Interfacing with a ‘Stream Deck’ Device

Continuing the series on using the various Arcan APIs, we get to another use case that works a bit differently here than elsewhere. What makes it interesting enough for a post is how the low and high levels fit together for a device class that challenges normal boundaries on what are valid input and output devices.

Before we start, here are some references to the previous articles in the series:

  1. https://arcan-fe.com/2019/03/03/writing-a-low-level-arcan-client/
  2. https://arcan-fe.com/2019/05/07/another-low-level-arcan-client-a-tray-icon-handler/

The lucky device in question will be an “ElGato Stream Deck“, which is basically a low resolution budget display with an overlay of translucent buttons and a thin input grid layer that captures button presses.

Operating on the ‘mechanism, not policy’ principle, the tools we will be writing are not strictly bound to this kind of hardware. You can run it inside a Raspberry Pi with a touch display and use arcan-net to run the client remotely and you get quite the nifty visual remote controller. Why not bind it to a “display-pad” secondary small display that some recent laptops replace the trackpad with, or use the output as a model texture in safespaces to remove the need for most of the keybindings.

Here is a video of the results of this walkthrough in action, mainly showing the produced output from a short script being mapped to the display:

Demo of the arcan-streamdeck driver connected to a sample application

The (low level) repository can be found here: https://github.com/letoram/arcan-devices

There is also a high level tool that has been added to Durden(streamdeck) for these kinds of displays. It uses the same low level code, communication and setup as we will go through here. The rest of this tool is a bit more complicated, but for good reason; it can handle multiple devices of different display sizes and cell dimensions; it exposes dynamic WM state and live contents preview; titlebar decoration buttons; client announced icon bindings; and a ton of other features. It can basically be used as a very competent accessibility tool.

This video shows that tool in more real action:

Demo of the ‘streamdeck’ tool in Durden connected to the ‘arcan-streamdeck’ driver

Note how the buttons relayout based on the window that gets selected. The titlebar decoration buttons gets moved to the display, and if the client that is tied to the selected window announces any custom key inputs, those are added to the list as well. Window contents and workspace previews also gets real-time mapped to the display and can be used for window selection.

We will skip the build system and USB/reversing specific part, but basically each button is updated by sending a chunked raw bitmap image with a header that specifies button index and chunk, and inputs are received as reports with a byte per designated key.

For the Arcan side, we need both the low-level code that maps to the device, and a high-level script that defines the client behaviour. In this article, we will jump between the two as needed. The low-level parts will be prefixed with “Client-side” and the high-level with “Server-side”.

(Client-side) We start with the normal connection dance:

struct arcan_shmif_cont C = arcan_shmif_open(
    SEGID_ENCODER, SHMIF_ACQUIRE_FATALFAIL, NULL);
hid_device* deck_device = hid_open(0x0fd9, 0x0060, NULL);

Note the SEGID_ENCODER type. This tells the server side that the client wants to receive audio/video data rather than to provide it. Just building and running this would yield complaints that hey, it couldn’t connect anywhere. Even if the ARCAN_CONNPATH environment variable would point to a valid connection point, it is very likely that the listener on the other end rejects attempts at creating an encoder.

● PROVIDED MATERIAL:

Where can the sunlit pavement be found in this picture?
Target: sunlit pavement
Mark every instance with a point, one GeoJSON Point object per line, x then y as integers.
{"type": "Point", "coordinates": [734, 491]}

● AIM: In the Stream Deck article, swap "translucent" for "opaque" and give the passage between "The lucky device" and "captures button presses.", inclusive. Use only the Stream Deck article and leave the material aside.

● COMPLETED TASK:
The lucky device in question will be an “ElGato Stream Deck“, which is basically a low resolution budget display with an overlay of opaque buttons and a thin input grid layer that captures button presses.